WHAT TO PRODUCE:
Write back every record verbatim.

DATA EXTRACT:
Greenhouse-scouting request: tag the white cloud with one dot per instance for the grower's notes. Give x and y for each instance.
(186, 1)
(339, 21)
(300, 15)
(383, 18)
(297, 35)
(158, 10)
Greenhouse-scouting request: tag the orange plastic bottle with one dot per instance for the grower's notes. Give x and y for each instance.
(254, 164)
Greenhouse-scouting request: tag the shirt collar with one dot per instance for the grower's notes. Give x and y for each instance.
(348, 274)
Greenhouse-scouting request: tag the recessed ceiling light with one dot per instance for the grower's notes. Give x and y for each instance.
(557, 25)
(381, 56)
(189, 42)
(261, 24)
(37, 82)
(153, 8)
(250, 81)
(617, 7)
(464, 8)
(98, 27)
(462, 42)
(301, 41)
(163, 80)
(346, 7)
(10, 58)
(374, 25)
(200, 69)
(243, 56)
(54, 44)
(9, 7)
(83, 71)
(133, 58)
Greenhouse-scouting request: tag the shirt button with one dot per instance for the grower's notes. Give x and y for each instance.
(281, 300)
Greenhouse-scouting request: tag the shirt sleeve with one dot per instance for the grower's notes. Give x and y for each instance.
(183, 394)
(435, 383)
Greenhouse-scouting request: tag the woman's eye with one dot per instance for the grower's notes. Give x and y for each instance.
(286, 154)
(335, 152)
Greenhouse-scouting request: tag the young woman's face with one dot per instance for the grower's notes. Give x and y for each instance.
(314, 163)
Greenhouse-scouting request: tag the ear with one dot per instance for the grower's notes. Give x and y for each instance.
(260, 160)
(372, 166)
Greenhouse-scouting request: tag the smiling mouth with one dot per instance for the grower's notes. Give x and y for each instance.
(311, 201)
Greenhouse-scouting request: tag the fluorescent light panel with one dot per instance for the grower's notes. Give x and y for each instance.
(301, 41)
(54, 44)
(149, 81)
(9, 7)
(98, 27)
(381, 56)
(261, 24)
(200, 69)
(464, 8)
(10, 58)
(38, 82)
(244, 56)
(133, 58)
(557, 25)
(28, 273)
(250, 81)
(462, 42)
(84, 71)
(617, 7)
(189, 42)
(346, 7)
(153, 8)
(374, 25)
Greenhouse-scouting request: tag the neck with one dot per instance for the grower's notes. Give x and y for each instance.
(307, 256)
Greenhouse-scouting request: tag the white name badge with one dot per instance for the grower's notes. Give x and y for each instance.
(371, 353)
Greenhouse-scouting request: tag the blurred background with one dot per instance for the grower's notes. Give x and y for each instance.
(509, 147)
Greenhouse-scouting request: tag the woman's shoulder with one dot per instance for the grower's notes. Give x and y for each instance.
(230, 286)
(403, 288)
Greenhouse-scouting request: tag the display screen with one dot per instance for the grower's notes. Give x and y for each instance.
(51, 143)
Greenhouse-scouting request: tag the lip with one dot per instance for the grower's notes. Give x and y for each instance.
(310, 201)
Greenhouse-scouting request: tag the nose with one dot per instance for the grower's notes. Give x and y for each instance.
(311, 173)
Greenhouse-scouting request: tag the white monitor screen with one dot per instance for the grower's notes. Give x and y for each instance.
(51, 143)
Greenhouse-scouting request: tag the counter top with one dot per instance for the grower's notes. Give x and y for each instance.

RESPONSE:
Greenhouse-scouting request: tag the white cloud with one dot per instance for the grower's notes. Give x and y for each instance.
(186, 1)
(339, 21)
(300, 15)
(383, 18)
(297, 35)
(158, 10)
Greenhouse-scouting request: tag the orange plastic bottle with one dot per instance for the grower's notes. Give x and y for each instance.
(254, 164)
Greenhouse-scouting request: tag the shirt collar with one dot per instance for the grower's notes. Give x and y for each instance.
(348, 274)
Greenhouse-scouting request: tag the recessed ceiling light with one dot per instance for the grower's notes. Give x and y for each instance.
(557, 25)
(381, 56)
(189, 42)
(261, 24)
(37, 82)
(153, 8)
(250, 81)
(617, 7)
(464, 8)
(98, 27)
(462, 42)
(301, 41)
(163, 80)
(346, 7)
(10, 58)
(374, 25)
(200, 69)
(243, 56)
(54, 44)
(9, 7)
(83, 71)
(133, 58)
Greenhouse-scouting request: tag the shirt button with one dot per instance for the grower's notes. Give x and y for each instance.
(281, 300)
Greenhouse-scouting request: tag the shirt sleeve with one dot per instance for the grower's notes. Give x and y for each instance.
(183, 394)
(435, 383)
Greenhouse-scouting request: tag the woman's eye with one dot per instance for the grower's notes. Give x and y for each instance.
(286, 154)
(335, 152)
Greenhouse-scouting request: tag the young woman's face with one dot per instance for the grower's notes. Give x and y for each instance.
(314, 163)
Greenhouse-scouting request: tag the ear with one dot per instance for the grower's notes. Give x and y for each instance.
(260, 160)
(372, 166)
Greenhouse-scouting request: tag the smiling mouth with one dot per instance for the grower's notes. Give x and y for each instance.
(311, 201)
Greenhouse-scouting request: tag the fluorescent light panel with one dot per instance for the grower's notes. Give x and y for each instance.
(301, 41)
(54, 44)
(149, 81)
(9, 7)
(98, 27)
(381, 56)
(261, 24)
(200, 69)
(464, 8)
(10, 58)
(38, 82)
(244, 56)
(133, 58)
(557, 25)
(28, 273)
(250, 81)
(462, 42)
(84, 71)
(617, 7)
(189, 42)
(346, 7)
(153, 8)
(374, 25)
Greenhouse-scouting request: tag the neck with one dot per instance for the grower's notes. Give x and y for each instance.
(307, 256)
Greenhouse-scouting request: tag the white name badge with one dot per instance for the grower's notes. Give x and y for each instance.
(371, 353)
Greenhouse-scouting request: tag the blurred background with one dot per instance for the grower's notes. Give x and y for each instance.
(509, 147)
Greenhouse-scouting request: tag the woman's shoulder with one dot per instance for the grower's notes. Give x and y for each instance.
(230, 286)
(403, 288)
Greenhouse-scouting request: tag the display screen with one dot per instance for the grower's notes. Give x and y for each instance.
(51, 143)
Greenhouse-scouting request: tag the lip with one dot per instance for the grower's notes. Give x and y for each instance.
(310, 201)
Greenhouse-scouting request: tag the nose with one dot per instance for the grower's notes. Give x and y for each instance.
(311, 173)
Greenhouse-scouting request: tag the white monitor screen with one dot per instance for the grower's notes. Give x and y for each instance.
(51, 143)
Greenhouse-scouting request: tag the counter top with one dot per instance for the grower's notes. Give x and y for each instance.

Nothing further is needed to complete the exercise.